[Given data — start]

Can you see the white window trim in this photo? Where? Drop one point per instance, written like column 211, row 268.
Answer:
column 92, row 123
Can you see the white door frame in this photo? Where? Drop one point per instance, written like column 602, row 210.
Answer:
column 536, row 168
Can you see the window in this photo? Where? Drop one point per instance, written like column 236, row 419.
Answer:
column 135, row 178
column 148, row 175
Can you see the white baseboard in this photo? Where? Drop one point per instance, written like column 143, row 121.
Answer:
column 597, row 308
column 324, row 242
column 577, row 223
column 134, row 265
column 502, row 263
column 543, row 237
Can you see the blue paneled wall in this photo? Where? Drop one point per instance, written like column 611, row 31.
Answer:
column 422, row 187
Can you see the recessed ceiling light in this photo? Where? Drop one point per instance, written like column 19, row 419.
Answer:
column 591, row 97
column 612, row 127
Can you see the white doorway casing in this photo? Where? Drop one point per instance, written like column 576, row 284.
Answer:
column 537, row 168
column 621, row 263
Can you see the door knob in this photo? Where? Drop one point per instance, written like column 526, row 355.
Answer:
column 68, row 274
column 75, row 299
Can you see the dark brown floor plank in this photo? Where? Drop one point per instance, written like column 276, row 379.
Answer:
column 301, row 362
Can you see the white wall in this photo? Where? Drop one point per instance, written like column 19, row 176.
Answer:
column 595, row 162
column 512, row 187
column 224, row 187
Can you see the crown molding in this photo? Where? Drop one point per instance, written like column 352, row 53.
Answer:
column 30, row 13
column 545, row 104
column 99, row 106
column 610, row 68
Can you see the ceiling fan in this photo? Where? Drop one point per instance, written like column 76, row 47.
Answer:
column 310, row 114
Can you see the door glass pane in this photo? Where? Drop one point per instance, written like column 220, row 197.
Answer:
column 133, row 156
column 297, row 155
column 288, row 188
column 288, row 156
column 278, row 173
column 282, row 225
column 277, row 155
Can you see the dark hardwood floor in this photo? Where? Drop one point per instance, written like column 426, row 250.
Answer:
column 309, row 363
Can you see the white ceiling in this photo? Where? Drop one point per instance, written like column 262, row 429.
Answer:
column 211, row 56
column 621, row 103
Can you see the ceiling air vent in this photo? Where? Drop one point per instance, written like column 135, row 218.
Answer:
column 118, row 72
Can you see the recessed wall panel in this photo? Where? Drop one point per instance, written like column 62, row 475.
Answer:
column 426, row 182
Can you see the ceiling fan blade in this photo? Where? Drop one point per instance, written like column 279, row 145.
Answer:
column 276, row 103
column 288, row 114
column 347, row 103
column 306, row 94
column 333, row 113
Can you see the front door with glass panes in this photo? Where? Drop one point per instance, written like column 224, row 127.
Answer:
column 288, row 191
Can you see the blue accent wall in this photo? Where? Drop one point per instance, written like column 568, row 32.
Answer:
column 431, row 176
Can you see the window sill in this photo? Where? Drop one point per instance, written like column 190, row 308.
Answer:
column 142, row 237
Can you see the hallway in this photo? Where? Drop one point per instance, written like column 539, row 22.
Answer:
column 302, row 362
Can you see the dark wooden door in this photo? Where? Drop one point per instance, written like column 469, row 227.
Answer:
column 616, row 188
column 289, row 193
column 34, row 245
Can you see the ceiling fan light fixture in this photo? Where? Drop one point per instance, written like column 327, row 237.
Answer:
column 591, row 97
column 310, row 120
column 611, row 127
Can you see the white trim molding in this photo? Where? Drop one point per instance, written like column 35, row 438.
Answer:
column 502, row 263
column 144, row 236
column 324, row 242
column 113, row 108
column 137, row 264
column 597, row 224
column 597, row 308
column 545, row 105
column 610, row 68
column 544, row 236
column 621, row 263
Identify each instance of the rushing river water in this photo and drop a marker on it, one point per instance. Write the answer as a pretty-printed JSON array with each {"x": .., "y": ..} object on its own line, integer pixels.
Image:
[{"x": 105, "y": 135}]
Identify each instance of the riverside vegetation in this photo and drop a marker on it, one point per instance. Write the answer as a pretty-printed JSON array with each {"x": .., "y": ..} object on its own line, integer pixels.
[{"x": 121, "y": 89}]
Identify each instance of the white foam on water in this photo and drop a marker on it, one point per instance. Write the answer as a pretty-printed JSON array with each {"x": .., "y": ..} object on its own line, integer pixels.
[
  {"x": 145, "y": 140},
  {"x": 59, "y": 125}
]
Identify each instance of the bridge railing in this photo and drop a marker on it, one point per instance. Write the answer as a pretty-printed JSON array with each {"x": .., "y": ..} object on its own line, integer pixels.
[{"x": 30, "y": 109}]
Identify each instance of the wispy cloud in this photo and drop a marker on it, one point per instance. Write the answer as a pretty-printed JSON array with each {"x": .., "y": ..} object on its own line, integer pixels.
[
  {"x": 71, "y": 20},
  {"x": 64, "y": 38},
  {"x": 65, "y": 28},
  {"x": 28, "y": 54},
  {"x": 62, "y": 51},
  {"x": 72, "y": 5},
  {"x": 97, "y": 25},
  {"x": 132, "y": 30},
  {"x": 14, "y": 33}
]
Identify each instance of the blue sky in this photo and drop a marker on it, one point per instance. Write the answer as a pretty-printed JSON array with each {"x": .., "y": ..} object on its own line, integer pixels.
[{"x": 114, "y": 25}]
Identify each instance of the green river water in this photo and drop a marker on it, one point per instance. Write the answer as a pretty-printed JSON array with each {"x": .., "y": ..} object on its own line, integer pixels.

[Given data — finish]

All entries are to be repeated exactly and completely.

Written solution:
Can you see the white window trim in this photo? Where? Drop one point per instance, written like column 211, row 268.
Answer:
column 92, row 123
Can you see the white door frame in this photo? Where? Drop one point per instance, written like column 602, row 210.
Answer:
column 536, row 168
Can you see the window in this photo? Where? Drop one point per instance, written like column 236, row 419.
Answer:
column 135, row 178
column 148, row 175
Can you see the white baseboard in this photo? Where? Drop one point per instance, written like column 143, row 121.
Answer:
column 597, row 308
column 324, row 242
column 577, row 223
column 134, row 265
column 502, row 263
column 543, row 237
Can you see the blue paneled wall in this photo? Where? Drop one point per instance, written like column 611, row 31.
Answer:
column 422, row 187
Can you see the recessed ceiling light in this photo? Where? Drop one point per instance, written like column 19, row 419.
Answer:
column 591, row 97
column 612, row 127
Can you see the white doorway casing in this photo? Where? Drop one point per instance, written like column 576, row 284.
Answer:
column 537, row 168
column 621, row 263
Can you see the door knob in this photo? Where? Drop one point per instance, written like column 526, row 355.
Answer:
column 68, row 274
column 75, row 299
Can you see the dark brown floor plank in this photo? Where? Drop one point per instance, written like column 276, row 379.
Answer:
column 301, row 362
Can you see the white wall in this photo? Where? Drop one point per instance, written like column 19, row 176.
Answer:
column 595, row 162
column 512, row 187
column 224, row 187
Can you see the crown molding in this photo? Where? Drop one point per instance, written like column 352, row 53.
Answer:
column 30, row 13
column 545, row 104
column 99, row 106
column 610, row 68
Can you see the ceiling fan in this photo? Where? Drop one point per instance, written like column 76, row 47.
Answer:
column 310, row 114
Can you see the door glass pane in this photo? Where? Drop one point per instance, written like column 220, row 197.
Answer:
column 133, row 156
column 297, row 155
column 288, row 188
column 288, row 156
column 278, row 173
column 282, row 225
column 277, row 155
Can you see the dark hardwood floor in this photo? Where? Drop one point per instance, written like column 426, row 250.
Answer:
column 309, row 363
Can you see the white ceiling in this photo? Where? Drop one point per instance, written like column 262, row 429.
Answer:
column 211, row 56
column 621, row 103
Can you see the ceiling air vent in this photo? Where? Drop one point per instance, written like column 135, row 218.
Answer:
column 118, row 72
Can you see the recessed wall panel in this photo? Where? Drop one point per instance, written like column 62, row 475.
Answer:
column 426, row 182
Can you see the ceiling fan blade in this photo? Where? Drop one point per instance, written like column 279, row 145.
Answer:
column 276, row 103
column 288, row 114
column 347, row 103
column 306, row 94
column 333, row 113
Can you see the front door with glass panes in this photo? Where? Drop one point per instance, written like column 224, row 127.
Answer:
column 288, row 191
Can you see the blue accent wall in this photo? Where? Drop one point per instance, written like column 568, row 32.
Answer:
column 431, row 176
Can you see the window sill in this photo? Where? Drop one point per instance, written like column 190, row 308.
Answer:
column 142, row 237
Can you see the hallway in this photo? Where? Drop one point per instance, written like column 539, row 22.
Answer:
column 302, row 362
Can you see the dark wooden door in this photo? Where? Drop one point per instance, written like column 469, row 227.
Answer:
column 616, row 188
column 289, row 193
column 34, row 245
Can you see the ceiling fan light fixture in this photo? Where? Drop one point per instance, written like column 327, row 237.
Answer:
column 591, row 97
column 310, row 120
column 611, row 127
Can you see the white trim molding in this photo? Where? Drop one point per instance, written like column 35, row 438.
Answer:
column 502, row 263
column 144, row 236
column 324, row 242
column 113, row 108
column 137, row 264
column 597, row 224
column 597, row 308
column 545, row 105
column 610, row 68
column 544, row 236
column 621, row 263
Identify each instance of the rushing river water in this photo and drop a marker on it, one point per instance. Write the answer as a pretty-printed JSON array with each {"x": .., "y": ..} object on its own line, integer pixels.
Image:
[{"x": 105, "y": 135}]
Identify each instance of the riverside vegetation in this photo and drop a marker on it, one point per instance. Write the answer as a pretty-printed JSON array with each {"x": .., "y": ..} object on its own line, integer pixels.
[{"x": 121, "y": 89}]
Identify each instance of the white foam on water in this photo and drop a marker on it, one point per instance. Write the answer as a pretty-printed JSON array with each {"x": .., "y": ..} object on its own line, integer pixels.
[
  {"x": 145, "y": 140},
  {"x": 59, "y": 125}
]
Identify each instance of the bridge railing in this photo and drop a marker on it, one point per instance. Write the answer as a pretty-printed JSON array with each {"x": .., "y": ..} object on its own line, integer pixels.
[{"x": 30, "y": 109}]
Identify each instance of the wispy cloud in this photo and drop a marker on it, one point per instance. Write the answer as a pretty-printed JSON array with each {"x": .., "y": ..} object on its own line, integer pixels.
[
  {"x": 71, "y": 20},
  {"x": 64, "y": 38},
  {"x": 65, "y": 28},
  {"x": 28, "y": 54},
  {"x": 62, "y": 51},
  {"x": 72, "y": 5},
  {"x": 97, "y": 25},
  {"x": 132, "y": 30},
  {"x": 14, "y": 33}
]
Identify each instance of the blue sky in this photo and drop a marker on it, one point per instance. Write the answer as a pretty-printed JSON array with each {"x": .., "y": ..} object on its own line, integer pixels.
[{"x": 114, "y": 25}]
Identify each instance of the green river water in this photo and drop a marker on it, one point per instance. Write the answer as a pretty-printed JSON array with each {"x": .., "y": ..} object on its own line, integer pixels.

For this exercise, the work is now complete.